PROBLEM:
Can you rewrite the material below as a numbered list of its lines, leaving out blank lines and the pictures?
begin DATA SHOWN
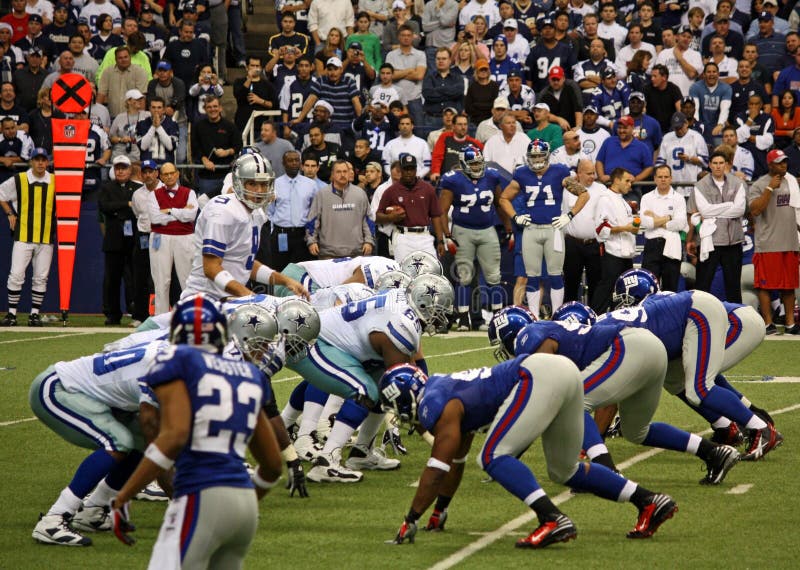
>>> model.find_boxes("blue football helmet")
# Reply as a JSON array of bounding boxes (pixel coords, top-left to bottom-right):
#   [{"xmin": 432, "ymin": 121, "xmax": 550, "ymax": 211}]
[
  {"xmin": 378, "ymin": 364, "xmax": 428, "ymax": 424},
  {"xmin": 611, "ymin": 269, "xmax": 659, "ymax": 309},
  {"xmin": 553, "ymin": 301, "xmax": 597, "ymax": 325},
  {"xmin": 489, "ymin": 305, "xmax": 536, "ymax": 362},
  {"xmin": 169, "ymin": 293, "xmax": 228, "ymax": 354},
  {"xmin": 525, "ymin": 139, "xmax": 550, "ymax": 171},
  {"xmin": 458, "ymin": 146, "xmax": 486, "ymax": 180}
]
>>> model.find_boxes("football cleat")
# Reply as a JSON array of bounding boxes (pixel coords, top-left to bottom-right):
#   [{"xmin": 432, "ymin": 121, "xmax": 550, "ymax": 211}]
[
  {"xmin": 700, "ymin": 445, "xmax": 739, "ymax": 485},
  {"xmin": 306, "ymin": 448, "xmax": 364, "ymax": 483},
  {"xmin": 344, "ymin": 445, "xmax": 400, "ymax": 471},
  {"xmin": 627, "ymin": 493, "xmax": 678, "ymax": 538},
  {"xmin": 32, "ymin": 514, "xmax": 92, "ymax": 546},
  {"xmin": 70, "ymin": 505, "xmax": 111, "ymax": 532},
  {"xmin": 711, "ymin": 422, "xmax": 744, "ymax": 447},
  {"xmin": 742, "ymin": 424, "xmax": 783, "ymax": 461},
  {"xmin": 515, "ymin": 514, "xmax": 578, "ymax": 548}
]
end DATA SHOWN
EXERCISE RESULT:
1. >>> model.find_boxes("blue football helmet")
2. # Reply as a JSON array of bounding boxes (pixel coords, top-left to bottom-right):
3. #   [{"xmin": 432, "ymin": 121, "xmax": 550, "ymax": 211}]
4. [
5.   {"xmin": 378, "ymin": 364, "xmax": 428, "ymax": 424},
6.   {"xmin": 611, "ymin": 269, "xmax": 659, "ymax": 309},
7.   {"xmin": 553, "ymin": 301, "xmax": 597, "ymax": 325},
8.   {"xmin": 489, "ymin": 305, "xmax": 536, "ymax": 362},
9.   {"xmin": 169, "ymin": 293, "xmax": 228, "ymax": 354},
10.   {"xmin": 525, "ymin": 139, "xmax": 550, "ymax": 171},
11.   {"xmin": 458, "ymin": 146, "xmax": 486, "ymax": 180}
12. ]
13. >>> model.find_boxes("football cleat")
14. # Reply as a JSON array of bounding boxes (pixel coords, top-left to bottom-right):
15. #   [{"xmin": 432, "ymin": 121, "xmax": 550, "ymax": 211}]
16. [
17.   {"xmin": 700, "ymin": 445, "xmax": 739, "ymax": 485},
18.   {"xmin": 306, "ymin": 448, "xmax": 364, "ymax": 483},
19.   {"xmin": 344, "ymin": 445, "xmax": 400, "ymax": 471},
20.   {"xmin": 627, "ymin": 493, "xmax": 678, "ymax": 538},
21.   {"xmin": 32, "ymin": 514, "xmax": 92, "ymax": 546},
22.   {"xmin": 70, "ymin": 505, "xmax": 111, "ymax": 532},
23.   {"xmin": 711, "ymin": 422, "xmax": 744, "ymax": 447},
24.   {"xmin": 742, "ymin": 424, "xmax": 783, "ymax": 461},
25.   {"xmin": 515, "ymin": 514, "xmax": 578, "ymax": 548}
26. ]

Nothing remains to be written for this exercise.